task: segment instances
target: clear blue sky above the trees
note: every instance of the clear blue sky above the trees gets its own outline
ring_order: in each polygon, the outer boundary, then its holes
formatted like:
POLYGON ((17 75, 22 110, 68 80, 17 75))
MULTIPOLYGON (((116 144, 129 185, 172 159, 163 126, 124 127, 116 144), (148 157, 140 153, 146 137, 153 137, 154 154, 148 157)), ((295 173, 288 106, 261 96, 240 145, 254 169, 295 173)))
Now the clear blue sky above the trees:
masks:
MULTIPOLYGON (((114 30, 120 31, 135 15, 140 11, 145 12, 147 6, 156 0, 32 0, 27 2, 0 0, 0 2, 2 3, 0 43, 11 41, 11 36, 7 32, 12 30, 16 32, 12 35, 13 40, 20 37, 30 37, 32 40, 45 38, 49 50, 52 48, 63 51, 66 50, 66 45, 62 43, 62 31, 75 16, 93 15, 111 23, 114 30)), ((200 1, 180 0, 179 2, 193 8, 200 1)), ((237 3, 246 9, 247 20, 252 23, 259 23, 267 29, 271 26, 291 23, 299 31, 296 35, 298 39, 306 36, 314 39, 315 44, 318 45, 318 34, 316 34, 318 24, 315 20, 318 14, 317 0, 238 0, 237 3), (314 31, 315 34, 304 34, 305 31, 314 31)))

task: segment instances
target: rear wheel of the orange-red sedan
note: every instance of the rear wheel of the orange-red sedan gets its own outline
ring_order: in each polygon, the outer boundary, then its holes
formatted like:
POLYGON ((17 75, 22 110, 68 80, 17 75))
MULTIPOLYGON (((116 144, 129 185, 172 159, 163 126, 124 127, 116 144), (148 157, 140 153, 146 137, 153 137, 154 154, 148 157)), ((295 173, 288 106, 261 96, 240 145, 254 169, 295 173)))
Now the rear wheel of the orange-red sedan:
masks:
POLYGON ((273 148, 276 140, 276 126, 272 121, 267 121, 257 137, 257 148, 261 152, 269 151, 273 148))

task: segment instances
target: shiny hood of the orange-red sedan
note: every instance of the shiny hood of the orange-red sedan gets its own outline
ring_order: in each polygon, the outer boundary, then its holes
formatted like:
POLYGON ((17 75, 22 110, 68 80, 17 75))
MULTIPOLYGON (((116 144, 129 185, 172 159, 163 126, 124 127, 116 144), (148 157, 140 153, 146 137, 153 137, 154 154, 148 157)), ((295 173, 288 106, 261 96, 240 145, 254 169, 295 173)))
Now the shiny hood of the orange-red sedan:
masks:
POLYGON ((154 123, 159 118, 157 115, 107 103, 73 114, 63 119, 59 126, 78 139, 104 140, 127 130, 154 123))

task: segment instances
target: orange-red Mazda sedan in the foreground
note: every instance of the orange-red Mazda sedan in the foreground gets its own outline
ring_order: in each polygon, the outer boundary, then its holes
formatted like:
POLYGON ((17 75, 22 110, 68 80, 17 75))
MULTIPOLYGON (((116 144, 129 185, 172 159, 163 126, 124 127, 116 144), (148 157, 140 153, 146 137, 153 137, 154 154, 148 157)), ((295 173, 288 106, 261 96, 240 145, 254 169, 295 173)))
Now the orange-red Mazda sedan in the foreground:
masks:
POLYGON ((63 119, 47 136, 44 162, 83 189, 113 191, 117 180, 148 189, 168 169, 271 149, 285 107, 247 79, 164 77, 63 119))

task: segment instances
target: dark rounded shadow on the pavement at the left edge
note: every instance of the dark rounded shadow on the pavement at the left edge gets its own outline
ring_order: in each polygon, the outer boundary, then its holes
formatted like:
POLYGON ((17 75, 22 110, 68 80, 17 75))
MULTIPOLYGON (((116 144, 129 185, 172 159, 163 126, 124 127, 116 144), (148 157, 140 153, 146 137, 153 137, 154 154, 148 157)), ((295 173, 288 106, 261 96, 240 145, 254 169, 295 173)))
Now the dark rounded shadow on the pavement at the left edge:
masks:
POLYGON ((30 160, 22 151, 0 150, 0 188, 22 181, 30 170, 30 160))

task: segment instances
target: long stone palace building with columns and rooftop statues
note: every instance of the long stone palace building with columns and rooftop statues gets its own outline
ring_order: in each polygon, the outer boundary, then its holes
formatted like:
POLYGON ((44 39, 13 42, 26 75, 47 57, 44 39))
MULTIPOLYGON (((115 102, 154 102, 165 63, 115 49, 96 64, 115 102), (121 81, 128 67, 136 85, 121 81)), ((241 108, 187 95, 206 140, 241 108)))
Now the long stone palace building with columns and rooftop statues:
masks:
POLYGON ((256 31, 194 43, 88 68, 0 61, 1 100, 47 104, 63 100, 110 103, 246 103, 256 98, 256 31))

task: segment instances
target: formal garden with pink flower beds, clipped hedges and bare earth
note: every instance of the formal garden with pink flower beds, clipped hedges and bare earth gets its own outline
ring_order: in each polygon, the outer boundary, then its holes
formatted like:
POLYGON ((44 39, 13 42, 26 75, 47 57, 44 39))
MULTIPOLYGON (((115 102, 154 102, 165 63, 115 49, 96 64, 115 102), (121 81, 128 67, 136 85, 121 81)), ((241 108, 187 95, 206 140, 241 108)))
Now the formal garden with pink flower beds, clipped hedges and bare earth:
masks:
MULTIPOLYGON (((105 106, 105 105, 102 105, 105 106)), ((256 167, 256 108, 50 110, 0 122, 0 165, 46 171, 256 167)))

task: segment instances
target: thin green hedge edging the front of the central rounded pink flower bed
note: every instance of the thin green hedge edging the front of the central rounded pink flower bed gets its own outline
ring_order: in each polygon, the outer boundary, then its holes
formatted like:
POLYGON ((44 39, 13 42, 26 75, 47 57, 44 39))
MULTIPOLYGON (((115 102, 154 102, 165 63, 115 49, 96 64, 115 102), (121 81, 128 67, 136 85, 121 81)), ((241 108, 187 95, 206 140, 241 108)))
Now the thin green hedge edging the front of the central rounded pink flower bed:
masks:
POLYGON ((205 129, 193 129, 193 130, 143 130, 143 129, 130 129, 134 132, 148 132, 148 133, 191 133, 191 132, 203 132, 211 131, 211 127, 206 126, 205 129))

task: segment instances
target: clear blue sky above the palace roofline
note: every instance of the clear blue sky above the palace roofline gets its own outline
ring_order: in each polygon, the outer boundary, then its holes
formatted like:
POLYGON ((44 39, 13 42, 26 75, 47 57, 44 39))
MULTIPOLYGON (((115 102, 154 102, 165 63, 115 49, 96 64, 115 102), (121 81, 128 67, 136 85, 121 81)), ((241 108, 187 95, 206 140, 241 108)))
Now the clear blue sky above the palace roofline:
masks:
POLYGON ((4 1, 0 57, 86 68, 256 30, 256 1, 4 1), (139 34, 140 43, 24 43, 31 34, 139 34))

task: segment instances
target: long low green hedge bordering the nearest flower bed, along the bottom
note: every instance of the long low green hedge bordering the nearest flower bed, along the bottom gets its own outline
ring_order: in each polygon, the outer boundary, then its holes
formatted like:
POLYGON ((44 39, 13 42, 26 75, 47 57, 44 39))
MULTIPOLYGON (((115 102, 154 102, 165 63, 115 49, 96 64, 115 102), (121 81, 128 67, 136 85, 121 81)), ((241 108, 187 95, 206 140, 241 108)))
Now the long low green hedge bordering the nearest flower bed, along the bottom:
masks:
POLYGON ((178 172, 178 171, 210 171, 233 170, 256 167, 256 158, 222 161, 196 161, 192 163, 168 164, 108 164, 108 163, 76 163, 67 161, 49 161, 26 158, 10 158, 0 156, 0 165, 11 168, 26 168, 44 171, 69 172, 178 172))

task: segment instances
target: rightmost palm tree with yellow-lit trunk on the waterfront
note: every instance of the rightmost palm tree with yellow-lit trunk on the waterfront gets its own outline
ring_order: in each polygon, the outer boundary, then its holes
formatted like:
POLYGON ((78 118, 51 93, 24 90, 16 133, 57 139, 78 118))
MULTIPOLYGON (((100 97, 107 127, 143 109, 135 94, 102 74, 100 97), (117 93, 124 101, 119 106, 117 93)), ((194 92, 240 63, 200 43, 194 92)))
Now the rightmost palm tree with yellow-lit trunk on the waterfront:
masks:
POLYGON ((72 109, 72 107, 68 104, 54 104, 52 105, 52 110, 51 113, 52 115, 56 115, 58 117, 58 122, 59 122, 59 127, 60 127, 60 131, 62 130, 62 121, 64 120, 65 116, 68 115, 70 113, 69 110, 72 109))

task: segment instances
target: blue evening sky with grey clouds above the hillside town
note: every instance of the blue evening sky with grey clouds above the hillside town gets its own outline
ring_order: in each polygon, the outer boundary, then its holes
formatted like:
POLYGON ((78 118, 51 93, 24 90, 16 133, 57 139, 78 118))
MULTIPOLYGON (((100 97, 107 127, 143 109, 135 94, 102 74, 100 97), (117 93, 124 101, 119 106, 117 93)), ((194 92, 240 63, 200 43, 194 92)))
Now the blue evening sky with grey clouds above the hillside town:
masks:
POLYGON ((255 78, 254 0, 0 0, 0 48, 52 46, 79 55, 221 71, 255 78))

___

> Exercise: Only lines with the word "along" are needed. Copy them from the preceding records.

> Solution for this exercise:
target: long low green hedge bordering the nearest flower bed, along the bottom
note: every instance of the long low green hedge bordering the nearest flower bed, along the bottom gets its own outline
Now the long low green hedge bordering the nearest flower bed, along the bottom:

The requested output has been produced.